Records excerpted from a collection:
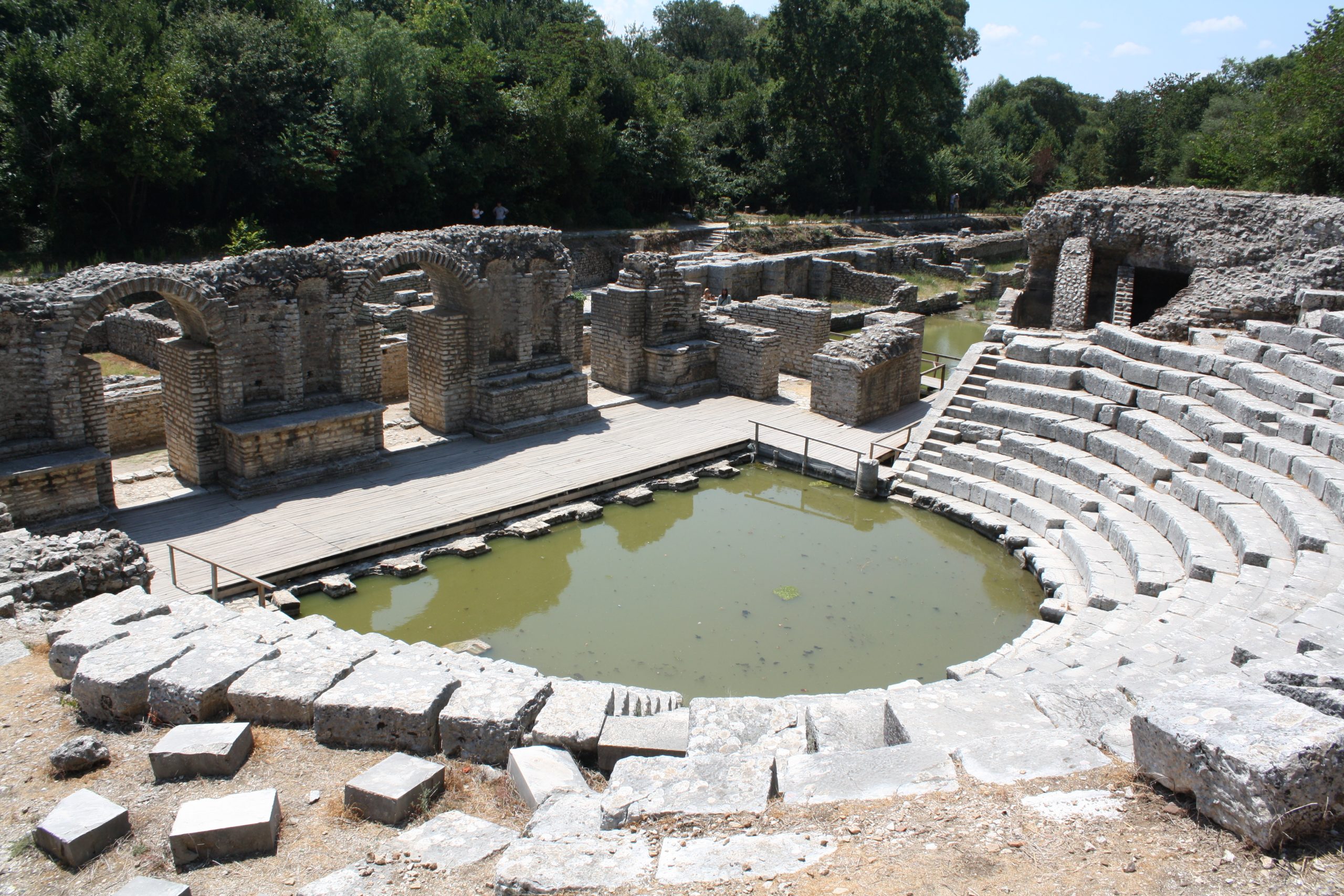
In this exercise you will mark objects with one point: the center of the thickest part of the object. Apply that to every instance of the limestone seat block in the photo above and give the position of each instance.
(905, 770)
(539, 772)
(664, 734)
(709, 859)
(488, 715)
(644, 787)
(1258, 763)
(236, 825)
(603, 863)
(392, 789)
(386, 704)
(81, 827)
(219, 749)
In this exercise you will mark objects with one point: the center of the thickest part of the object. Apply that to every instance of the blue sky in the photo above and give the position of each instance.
(1097, 47)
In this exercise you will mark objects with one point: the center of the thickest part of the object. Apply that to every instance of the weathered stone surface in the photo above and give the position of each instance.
(572, 864)
(383, 704)
(1258, 763)
(573, 716)
(754, 726)
(219, 749)
(282, 691)
(566, 815)
(392, 789)
(80, 754)
(113, 681)
(710, 859)
(539, 772)
(646, 787)
(154, 887)
(951, 714)
(906, 770)
(234, 825)
(195, 688)
(488, 715)
(663, 734)
(1011, 758)
(447, 841)
(81, 827)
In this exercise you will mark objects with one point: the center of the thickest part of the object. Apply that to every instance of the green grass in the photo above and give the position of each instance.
(119, 366)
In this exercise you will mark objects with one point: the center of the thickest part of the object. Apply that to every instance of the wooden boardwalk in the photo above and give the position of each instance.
(463, 484)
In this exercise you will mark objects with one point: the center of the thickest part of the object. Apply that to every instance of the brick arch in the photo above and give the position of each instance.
(432, 260)
(197, 316)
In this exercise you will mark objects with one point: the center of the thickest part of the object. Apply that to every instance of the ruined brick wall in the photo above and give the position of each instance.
(135, 413)
(803, 324)
(393, 366)
(749, 358)
(1247, 254)
(869, 375)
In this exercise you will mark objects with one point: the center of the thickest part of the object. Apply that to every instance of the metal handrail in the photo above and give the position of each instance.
(262, 586)
(807, 446)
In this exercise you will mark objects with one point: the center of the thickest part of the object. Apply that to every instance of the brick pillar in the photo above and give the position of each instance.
(437, 368)
(191, 409)
(1073, 281)
(1124, 296)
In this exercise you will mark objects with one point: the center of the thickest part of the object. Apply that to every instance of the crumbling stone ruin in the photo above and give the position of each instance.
(649, 335)
(273, 368)
(1163, 261)
(870, 374)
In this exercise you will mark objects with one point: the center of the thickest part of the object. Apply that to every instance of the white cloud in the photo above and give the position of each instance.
(1213, 26)
(1131, 49)
(999, 33)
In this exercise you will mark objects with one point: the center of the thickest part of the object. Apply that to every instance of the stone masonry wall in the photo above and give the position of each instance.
(135, 413)
(803, 324)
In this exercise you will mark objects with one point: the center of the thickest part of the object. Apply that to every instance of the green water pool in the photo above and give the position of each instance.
(766, 583)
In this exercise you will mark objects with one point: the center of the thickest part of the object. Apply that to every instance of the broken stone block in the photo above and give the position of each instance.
(387, 705)
(664, 734)
(488, 715)
(1042, 754)
(80, 754)
(680, 483)
(710, 859)
(287, 604)
(187, 751)
(195, 688)
(539, 772)
(1258, 763)
(81, 827)
(113, 681)
(337, 586)
(858, 721)
(282, 691)
(152, 887)
(566, 815)
(756, 726)
(234, 825)
(573, 716)
(906, 770)
(392, 789)
(603, 863)
(435, 848)
(635, 496)
(644, 787)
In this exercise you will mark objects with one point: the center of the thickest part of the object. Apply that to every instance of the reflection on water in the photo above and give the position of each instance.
(680, 594)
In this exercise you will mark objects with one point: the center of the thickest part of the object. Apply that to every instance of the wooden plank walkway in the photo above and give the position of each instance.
(467, 483)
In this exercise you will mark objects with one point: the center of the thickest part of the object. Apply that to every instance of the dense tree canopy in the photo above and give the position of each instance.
(172, 124)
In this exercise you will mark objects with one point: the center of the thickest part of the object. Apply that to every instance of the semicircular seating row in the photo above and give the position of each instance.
(1180, 505)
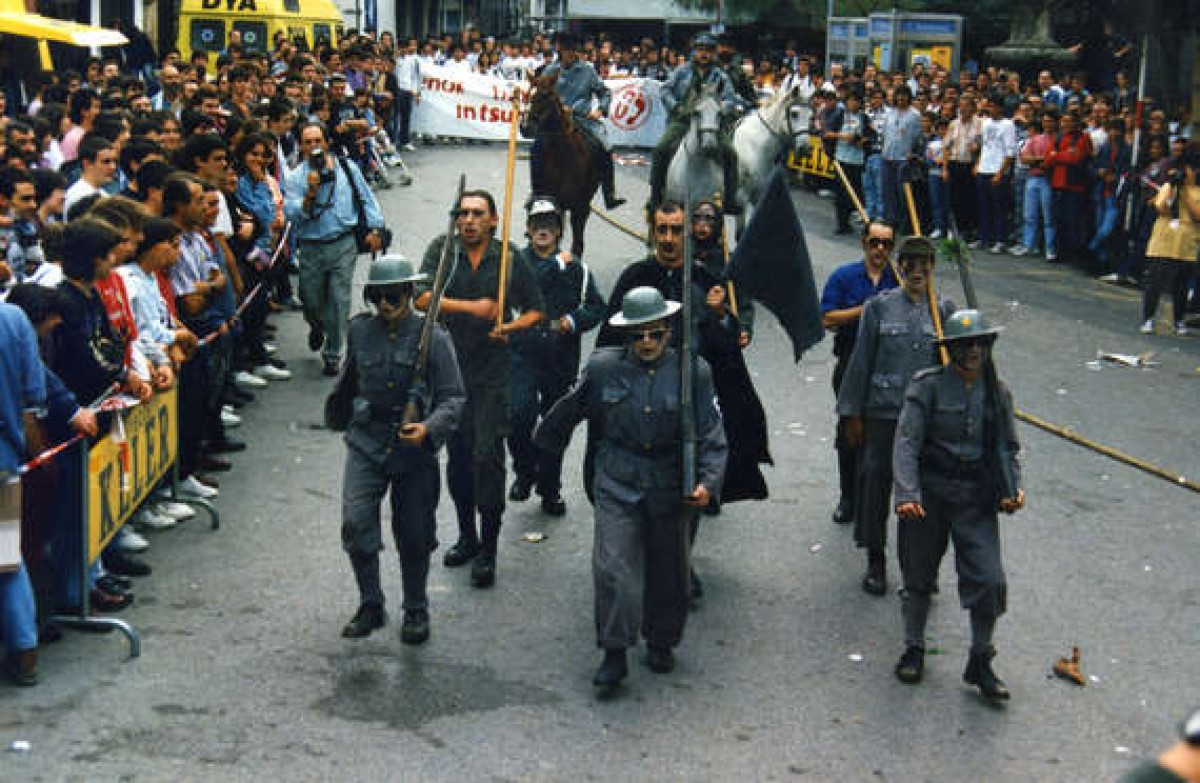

* **Set task**
Please select every line in the items above that contains the word "wooden", and copy each one. Case counts.

* **Exercise solution**
In this exercise you will mark objects with one point: the center of the thickest part of the object. Apply that to every instance of the wooden boardwalk in the photo above and give the position of each instance.
In this exercise you will mark objects with one point: the center of the thickest part of the object. Apply that to every instance of the wooden plank walkway in the photo above and give the position of each instance.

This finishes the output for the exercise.